- SELECTED EXTRACT -
In California, a guardianship is a court proceeding in which someone seeks legal authority to act on behalf of a minor child. Typically, a guardianship is necessary where the minor’s parents have both predeceased the minor, or where someone (the parents or a third party) have died and left money or assets to a minor.
There are two types of guardianships—guardianship of the person and guardianship of the estate.
- Guardian of the person — This person is vested with the legal authority to provide for the personal needs of the minor, i.e. food, clothing, shelter, medical care, etc. A guardian of the person does not have the power, however, to manage any financial assets belonging to the minor. A guardianship of the person is often necessary when both the mother and father of the minor have predeceased the minor. In those cases, absent a guardianship, no one has the legal authority or obligation to provide for the minor’s personal necessities. If the deceased parents have named a guardian of their minor child in their wills, that person can petition the court to be appointed as guardian of the minor. After an in-depth investigation by the court, the court will appoint the designated individual as guardian if the court believes that the appointment is in the best interests of the minor. If there is no will nominating individuals to serve as guardians, then relatives have first claim on serving as guardians. However, all guardian appointments must be approved by the court and will be made only after the court is satisfied that the person or persons seeking appointment are fit to serve in that capacity.

- COMPLETE THE FOLLOWING -
(a) Output the California guardianship passage from "In California, a" to "to a minor." word for word.
(b) Which personal needs of the minor does the California guardianship passage name as ones a guardian of the person provides for? List each one.
The lines that come next have nothing to do with the California guardianship passage.

- MATERIAL PROVIDED -
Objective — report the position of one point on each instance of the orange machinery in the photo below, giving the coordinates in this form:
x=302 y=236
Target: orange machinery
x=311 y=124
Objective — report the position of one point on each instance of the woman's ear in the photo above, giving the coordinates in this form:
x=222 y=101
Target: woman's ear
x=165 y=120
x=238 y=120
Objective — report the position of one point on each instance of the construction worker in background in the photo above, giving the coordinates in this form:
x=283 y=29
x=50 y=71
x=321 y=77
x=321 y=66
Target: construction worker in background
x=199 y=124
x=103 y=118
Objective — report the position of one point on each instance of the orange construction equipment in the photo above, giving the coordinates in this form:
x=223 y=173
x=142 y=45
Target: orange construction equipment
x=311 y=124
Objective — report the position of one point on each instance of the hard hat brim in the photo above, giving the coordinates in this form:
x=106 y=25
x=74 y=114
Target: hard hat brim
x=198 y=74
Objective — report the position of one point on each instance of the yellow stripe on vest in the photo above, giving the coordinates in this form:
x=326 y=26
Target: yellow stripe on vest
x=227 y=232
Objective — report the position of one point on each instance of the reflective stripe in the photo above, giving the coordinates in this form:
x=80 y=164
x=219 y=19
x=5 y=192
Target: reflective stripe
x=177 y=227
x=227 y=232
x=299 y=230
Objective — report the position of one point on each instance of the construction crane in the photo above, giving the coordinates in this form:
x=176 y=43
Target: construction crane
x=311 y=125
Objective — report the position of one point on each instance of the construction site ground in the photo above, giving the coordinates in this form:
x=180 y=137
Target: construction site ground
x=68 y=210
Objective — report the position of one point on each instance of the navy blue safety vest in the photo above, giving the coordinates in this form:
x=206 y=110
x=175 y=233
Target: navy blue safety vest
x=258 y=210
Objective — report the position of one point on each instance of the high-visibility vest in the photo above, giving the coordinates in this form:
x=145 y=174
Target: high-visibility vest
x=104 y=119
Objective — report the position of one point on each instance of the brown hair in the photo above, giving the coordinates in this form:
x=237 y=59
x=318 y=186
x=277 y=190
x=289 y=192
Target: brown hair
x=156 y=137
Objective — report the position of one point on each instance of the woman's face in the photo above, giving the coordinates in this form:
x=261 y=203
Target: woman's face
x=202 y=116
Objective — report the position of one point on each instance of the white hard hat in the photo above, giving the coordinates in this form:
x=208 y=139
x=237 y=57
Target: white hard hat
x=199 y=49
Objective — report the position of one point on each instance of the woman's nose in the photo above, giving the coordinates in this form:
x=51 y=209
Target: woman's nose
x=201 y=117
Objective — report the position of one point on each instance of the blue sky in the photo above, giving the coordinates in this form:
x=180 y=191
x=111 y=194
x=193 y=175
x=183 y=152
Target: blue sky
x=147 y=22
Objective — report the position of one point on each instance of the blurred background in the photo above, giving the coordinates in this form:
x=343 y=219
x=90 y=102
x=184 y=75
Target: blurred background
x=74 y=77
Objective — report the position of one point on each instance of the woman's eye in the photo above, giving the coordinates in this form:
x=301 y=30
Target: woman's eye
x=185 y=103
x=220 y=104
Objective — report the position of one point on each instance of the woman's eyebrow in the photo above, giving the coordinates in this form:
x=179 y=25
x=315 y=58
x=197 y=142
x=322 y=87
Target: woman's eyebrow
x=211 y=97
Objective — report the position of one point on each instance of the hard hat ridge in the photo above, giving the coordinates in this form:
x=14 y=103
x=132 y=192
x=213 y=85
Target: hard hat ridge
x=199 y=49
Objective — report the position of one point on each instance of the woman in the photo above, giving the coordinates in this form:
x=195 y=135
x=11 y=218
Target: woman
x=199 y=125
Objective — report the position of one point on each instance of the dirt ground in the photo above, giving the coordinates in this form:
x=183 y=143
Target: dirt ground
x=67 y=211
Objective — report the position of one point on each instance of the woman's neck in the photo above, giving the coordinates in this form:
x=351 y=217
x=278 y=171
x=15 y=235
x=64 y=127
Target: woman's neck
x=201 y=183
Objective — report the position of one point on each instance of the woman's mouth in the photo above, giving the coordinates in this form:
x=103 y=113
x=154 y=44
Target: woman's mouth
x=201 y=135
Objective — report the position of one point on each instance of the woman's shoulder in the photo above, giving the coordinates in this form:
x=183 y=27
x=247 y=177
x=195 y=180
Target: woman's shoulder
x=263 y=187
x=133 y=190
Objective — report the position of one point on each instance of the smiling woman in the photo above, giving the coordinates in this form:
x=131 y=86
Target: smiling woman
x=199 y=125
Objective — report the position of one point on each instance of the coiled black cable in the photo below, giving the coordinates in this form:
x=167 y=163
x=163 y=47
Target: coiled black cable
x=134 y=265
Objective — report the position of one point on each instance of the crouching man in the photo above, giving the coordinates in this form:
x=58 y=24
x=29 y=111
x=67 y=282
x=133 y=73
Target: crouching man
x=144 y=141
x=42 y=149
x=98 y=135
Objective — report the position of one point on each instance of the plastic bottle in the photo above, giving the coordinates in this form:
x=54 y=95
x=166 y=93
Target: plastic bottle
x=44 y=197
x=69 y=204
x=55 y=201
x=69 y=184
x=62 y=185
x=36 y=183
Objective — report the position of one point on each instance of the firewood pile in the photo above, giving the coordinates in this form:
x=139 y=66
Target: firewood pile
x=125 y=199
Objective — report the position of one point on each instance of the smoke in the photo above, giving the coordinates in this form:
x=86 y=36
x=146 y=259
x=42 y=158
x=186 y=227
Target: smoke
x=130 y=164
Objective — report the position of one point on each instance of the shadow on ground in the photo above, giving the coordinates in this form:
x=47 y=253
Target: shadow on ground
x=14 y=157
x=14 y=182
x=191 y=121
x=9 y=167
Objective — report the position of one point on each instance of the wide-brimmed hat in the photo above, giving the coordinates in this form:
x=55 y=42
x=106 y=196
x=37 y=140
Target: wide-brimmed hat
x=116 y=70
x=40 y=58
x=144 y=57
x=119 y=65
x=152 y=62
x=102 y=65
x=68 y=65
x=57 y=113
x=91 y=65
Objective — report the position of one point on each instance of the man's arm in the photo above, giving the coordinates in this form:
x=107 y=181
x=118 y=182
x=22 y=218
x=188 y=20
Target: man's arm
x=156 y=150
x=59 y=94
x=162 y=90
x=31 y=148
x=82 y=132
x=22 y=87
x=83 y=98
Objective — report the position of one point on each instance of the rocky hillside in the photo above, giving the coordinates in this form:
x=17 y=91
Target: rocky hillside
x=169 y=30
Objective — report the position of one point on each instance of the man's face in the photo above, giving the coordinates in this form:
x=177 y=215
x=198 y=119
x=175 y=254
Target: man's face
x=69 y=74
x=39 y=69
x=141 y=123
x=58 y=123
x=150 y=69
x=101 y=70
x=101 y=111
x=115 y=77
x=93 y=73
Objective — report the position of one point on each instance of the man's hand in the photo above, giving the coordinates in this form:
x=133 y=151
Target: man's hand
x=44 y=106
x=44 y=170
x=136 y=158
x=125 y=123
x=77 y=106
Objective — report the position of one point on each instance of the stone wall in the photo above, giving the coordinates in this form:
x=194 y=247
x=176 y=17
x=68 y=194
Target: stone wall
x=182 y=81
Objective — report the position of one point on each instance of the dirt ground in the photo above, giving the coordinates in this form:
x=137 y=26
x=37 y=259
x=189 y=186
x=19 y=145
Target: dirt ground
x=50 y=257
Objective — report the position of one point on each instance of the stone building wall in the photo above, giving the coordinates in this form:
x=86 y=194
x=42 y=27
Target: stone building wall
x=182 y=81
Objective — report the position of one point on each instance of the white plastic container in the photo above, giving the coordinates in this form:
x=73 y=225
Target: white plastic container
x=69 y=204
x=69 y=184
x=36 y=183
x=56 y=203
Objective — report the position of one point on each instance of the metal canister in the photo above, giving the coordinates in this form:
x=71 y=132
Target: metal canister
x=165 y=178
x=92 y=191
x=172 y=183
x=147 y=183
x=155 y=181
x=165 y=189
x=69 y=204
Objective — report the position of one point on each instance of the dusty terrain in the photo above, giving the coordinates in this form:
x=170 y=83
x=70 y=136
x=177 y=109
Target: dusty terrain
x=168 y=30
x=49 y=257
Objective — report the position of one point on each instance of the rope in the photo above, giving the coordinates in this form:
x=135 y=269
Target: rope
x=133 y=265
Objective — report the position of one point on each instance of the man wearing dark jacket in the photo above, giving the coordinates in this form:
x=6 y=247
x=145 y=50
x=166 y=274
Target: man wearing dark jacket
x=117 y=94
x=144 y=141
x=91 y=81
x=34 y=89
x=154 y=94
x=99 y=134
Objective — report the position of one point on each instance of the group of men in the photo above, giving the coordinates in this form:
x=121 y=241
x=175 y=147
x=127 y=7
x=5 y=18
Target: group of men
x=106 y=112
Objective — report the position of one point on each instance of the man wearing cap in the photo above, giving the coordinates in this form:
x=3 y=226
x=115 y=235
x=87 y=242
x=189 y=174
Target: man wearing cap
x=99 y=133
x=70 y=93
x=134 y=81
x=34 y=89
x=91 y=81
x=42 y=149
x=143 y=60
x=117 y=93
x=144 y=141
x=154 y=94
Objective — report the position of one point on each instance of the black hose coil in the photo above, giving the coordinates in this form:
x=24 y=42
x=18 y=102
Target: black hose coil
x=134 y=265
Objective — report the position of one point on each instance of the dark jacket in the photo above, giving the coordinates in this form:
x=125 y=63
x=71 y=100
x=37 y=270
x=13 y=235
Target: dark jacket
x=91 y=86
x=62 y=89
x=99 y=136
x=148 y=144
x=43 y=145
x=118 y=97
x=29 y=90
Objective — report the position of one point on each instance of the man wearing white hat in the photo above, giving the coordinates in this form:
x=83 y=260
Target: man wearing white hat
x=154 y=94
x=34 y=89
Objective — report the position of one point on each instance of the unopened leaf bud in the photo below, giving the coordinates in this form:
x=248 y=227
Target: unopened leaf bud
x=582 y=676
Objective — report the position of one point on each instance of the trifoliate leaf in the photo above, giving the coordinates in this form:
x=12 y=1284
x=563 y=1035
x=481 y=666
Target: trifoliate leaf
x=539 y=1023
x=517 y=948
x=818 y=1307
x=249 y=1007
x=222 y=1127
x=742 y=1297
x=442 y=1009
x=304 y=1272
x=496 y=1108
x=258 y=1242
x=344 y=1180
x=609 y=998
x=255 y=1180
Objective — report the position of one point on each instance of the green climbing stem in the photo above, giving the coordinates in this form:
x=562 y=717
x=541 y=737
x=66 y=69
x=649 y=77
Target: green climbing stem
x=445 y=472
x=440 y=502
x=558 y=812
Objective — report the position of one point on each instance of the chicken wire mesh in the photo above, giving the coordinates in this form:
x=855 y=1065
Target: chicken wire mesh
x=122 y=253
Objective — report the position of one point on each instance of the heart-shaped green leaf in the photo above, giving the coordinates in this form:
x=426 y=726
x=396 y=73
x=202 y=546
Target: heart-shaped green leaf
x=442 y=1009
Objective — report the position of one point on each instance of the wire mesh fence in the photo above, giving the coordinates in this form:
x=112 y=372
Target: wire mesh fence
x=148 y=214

- ANSWERS -
(a)
In California, a guardianship is a court proceeding in which someone seeks legal authority to act on behalf of a minor child. Typically, a guardianship is necessary where the minor’s parents have both predeceased the minor, or where someone (the parents or a third party) have died and left money or assets to a minor.

(b) food, clothing, shelter, medical care